== SUPPLIED PASSAGE

Since 2009, we have continuously monitored soil moisture in the Eastern Alpine torrent catchment of the Brixenbach (Tyrol, Austria). The measurement network is one of the rare with a high spatial resolution and long temporal coverage and consists of eight sites with three frequency-domain (FD) sensors 10 cm below soil surface. The resulting data allowed us to analyse the precipitation-runoff reaction of the catchment depending on the antecedent soil moisture content. In Meißl et al. (2020) we found:

  • The site-specific soil moisture medians correlate with altitude, but don’t correlate with sites’ slope, the topographic index nor the specific upslope area.
  • In contrast to the results of other authors who analysed much shorter time series, the scatter plot of the spatial standard deviation of soil moisture against the spatial mean does not show a convex shape. We found that progressive drying during rainless periods leads to increasing spatial variability of soil moisture contents at mean soil moisture values<40 vol%. Above about 42 vol% the spatial variability of soil moisture contents decreases.
  • The most exceptional out of the 547 analysed rainfall-runoff events took place at rainfall event types with high precipitation sum and long duration, but low intensity or at events with medium precipitation sum, short duration, but high intensity.

====
== RECORDS PROVIDED

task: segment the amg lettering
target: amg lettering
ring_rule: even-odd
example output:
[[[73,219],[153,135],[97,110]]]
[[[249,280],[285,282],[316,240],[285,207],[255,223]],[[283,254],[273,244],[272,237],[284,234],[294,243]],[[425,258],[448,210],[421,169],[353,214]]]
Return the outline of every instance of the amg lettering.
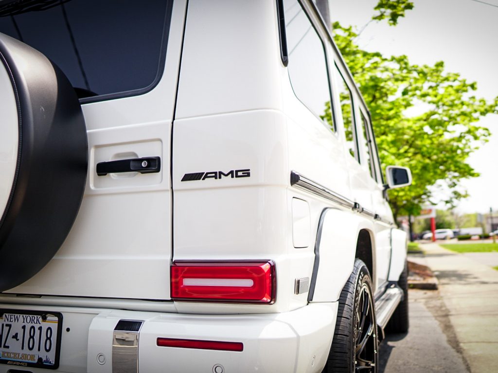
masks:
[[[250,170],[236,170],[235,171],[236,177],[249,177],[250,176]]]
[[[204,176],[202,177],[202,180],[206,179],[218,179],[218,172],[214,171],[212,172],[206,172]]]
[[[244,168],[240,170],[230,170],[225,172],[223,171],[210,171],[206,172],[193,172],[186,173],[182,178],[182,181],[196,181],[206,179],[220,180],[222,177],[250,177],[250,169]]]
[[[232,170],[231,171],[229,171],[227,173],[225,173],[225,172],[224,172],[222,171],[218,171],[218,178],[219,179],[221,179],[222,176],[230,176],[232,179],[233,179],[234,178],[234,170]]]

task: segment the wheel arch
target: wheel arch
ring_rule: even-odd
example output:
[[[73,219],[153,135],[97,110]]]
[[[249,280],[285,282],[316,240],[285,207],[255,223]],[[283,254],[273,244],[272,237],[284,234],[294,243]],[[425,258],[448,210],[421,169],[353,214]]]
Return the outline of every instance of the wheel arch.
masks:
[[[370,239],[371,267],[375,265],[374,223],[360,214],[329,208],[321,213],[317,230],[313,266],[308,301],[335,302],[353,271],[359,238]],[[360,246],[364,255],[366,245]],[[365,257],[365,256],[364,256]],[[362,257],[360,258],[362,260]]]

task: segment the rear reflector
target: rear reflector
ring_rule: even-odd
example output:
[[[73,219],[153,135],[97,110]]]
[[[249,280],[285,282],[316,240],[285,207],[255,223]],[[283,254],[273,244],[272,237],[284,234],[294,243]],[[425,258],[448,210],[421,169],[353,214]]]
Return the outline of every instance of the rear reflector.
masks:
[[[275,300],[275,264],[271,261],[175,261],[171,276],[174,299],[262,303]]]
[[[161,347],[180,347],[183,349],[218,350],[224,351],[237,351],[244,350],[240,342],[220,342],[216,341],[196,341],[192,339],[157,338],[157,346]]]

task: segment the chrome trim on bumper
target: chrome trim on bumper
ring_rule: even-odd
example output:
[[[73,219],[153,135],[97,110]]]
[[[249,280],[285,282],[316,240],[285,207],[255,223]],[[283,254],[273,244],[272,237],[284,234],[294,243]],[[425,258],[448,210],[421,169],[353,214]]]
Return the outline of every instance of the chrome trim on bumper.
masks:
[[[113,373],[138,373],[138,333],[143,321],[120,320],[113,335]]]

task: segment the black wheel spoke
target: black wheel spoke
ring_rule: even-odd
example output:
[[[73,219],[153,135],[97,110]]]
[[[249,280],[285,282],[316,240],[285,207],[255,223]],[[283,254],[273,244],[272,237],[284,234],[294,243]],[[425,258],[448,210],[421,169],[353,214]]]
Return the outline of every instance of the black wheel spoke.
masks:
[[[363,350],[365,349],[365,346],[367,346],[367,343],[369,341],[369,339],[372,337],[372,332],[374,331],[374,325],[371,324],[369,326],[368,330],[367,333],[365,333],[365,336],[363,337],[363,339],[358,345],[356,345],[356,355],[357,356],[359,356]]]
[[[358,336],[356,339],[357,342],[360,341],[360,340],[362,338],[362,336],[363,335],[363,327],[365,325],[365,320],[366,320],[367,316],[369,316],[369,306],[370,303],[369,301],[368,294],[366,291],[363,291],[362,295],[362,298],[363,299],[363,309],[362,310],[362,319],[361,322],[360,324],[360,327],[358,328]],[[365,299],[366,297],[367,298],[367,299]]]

====
== RECORDS PROVIDED

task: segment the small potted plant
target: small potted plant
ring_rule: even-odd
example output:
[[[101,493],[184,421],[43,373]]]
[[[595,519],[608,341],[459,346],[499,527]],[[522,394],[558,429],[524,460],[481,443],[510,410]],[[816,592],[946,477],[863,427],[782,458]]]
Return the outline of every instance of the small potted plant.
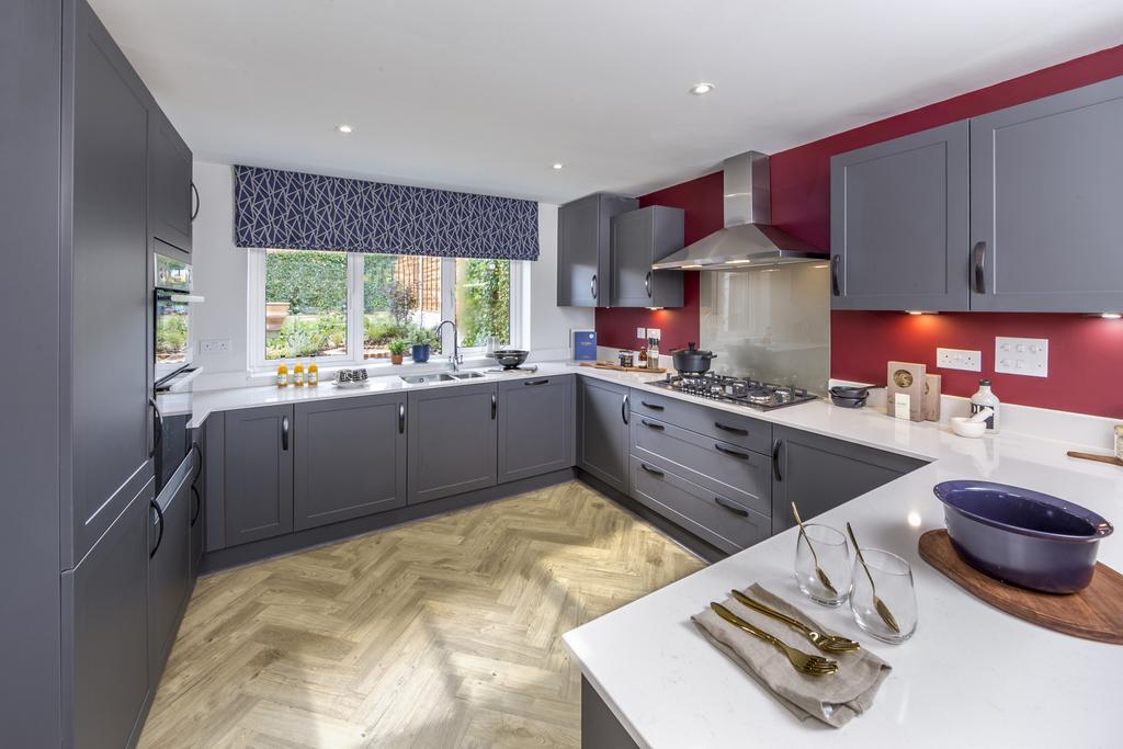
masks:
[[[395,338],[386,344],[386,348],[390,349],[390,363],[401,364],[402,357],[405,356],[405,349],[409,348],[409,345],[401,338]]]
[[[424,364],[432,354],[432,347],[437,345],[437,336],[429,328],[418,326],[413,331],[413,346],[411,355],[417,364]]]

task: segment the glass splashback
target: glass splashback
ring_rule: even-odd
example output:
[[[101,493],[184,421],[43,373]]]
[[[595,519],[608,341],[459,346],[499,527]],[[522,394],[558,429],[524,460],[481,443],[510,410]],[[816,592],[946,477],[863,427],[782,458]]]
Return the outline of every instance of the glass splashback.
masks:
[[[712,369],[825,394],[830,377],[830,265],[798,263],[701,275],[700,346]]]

====

● **GIVEN TASK 1**
Copy the listing word for word, starting at the line containing "task: segment the wheel arch" and ending at the line containing "[[[113,373],[138,373],[138,333],[143,321],[120,320],[113,335]]]", with both of those lines included.
● **GIVEN TASK 2**
Write the next part of the passage on soil moisture monitoring in the Brixenbach catchment, picking up after its final sentence.

● **EXERCISE ANSWER 1**
task: segment the wheel arch
target: wheel arch
ring_rule: even-odd
example output:
[[[73,219],[153,135],[97,110]]]
[[[249,280],[285,282],[316,240],[285,207],[255,223]],[[283,254],[273,244],[272,237],[284,234],[294,243]],[[425,258],[448,210],[421,169],[353,214]]]
Return the outline of every instance of the wheel arch.
masks:
[[[370,239],[371,267],[375,265],[374,223],[360,214],[329,208],[321,213],[317,230],[313,266],[308,301],[335,302],[353,271],[359,238]],[[360,246],[364,255],[366,245]],[[365,257],[365,256],[364,256]],[[362,257],[360,258],[362,260]]]

task: segment the rear reflector
target: rear reflector
ring_rule: even-odd
example output:
[[[73,219],[153,135],[97,110]]]
[[[249,280],[285,282],[316,240],[285,207],[255,223]],[[283,254],[273,244],[272,237],[284,234],[294,243]],[[425,258],[448,210],[421,169],[353,214]]]
Return the outline of every instance of the rear reflector.
masks:
[[[275,300],[275,264],[271,261],[175,261],[171,276],[174,299],[262,303]]]
[[[161,347],[180,347],[183,349],[218,350],[224,351],[237,351],[244,350],[240,342],[220,342],[216,341],[196,341],[192,339],[157,338],[157,346]]]

task: segment the chrome trim on bumper
target: chrome trim on bumper
ring_rule: even-odd
example output:
[[[73,219],[153,135],[97,110]]]
[[[249,280],[285,282],[316,240],[285,207],[255,223]],[[283,254],[273,244],[272,237],[284,234],[294,243]],[[425,258],[448,210],[421,169],[353,214]]]
Return the outline of every instance of the chrome trim on bumper.
masks:
[[[113,373],[138,373],[138,333],[143,321],[120,320],[113,335]]]

● **EXERCISE ANSWER 2**
  • 244 precipitation events triggered a significant increase in soil moisture (≥ 0.5 vol%) and a total runoff of at least three cubic metres. During these events, the Brixenbach catchment showed a clear threshold behaviour: Discharge coefficients above 0.23 were only observed when the spatial mean soil moisture exceeded 43.5 vol% at the eight sites. Looking at the individual sites, this threshold is also more or less clearly visible, but at different levels. The level of the spatial mean of all sites thus depends strongly on the number and local characterstics of the sites used.
  • If we define the relative soil moisture as proportion of the maximum soil moisture content of the site during the whole measurement period, the threshold ranges between 0.65 and 0.80 with the sites’ mean of 0.72, which can be interpreted as saturation deficit of 0.28.
  • At moist conditions, event streamflow peaked prior to soil moisture, which can be explained by increased surface flow volumes at higher soil moisture as well as already initialized subsurface flow paths.

The analyses of the long-term soil moisture time series provide a valuable insight into the hydrological system of the Brixenbach catchment and may help to identify critical conditions, which may lead to floods, also under changed conditions in future.

References: Meißl G., Zieher Th., Geitner C. (2020): Runoff response to rainfall events considering initial soil moisture – Analysis of 9-year records in a small Alpine catchment (Brixenbach valley, Tyrol, Austria). Journal of Hydrology: Regional Studies, August 2020, 100711. https://doi.org/10.1016/j.ejrh.2020.100711

How to cite: Meißl, G., Zieher, T., and Geitner, C.: Rainfall-runoff reaction controlled by soil moisture thresholds in a small Alpine catchment, EGU General Assembly 2022, Vienna, Austria, 23–27 May 2022, EGU22-5078, https://doi.org/10.5194/egusphere-egu22-5078, 2022.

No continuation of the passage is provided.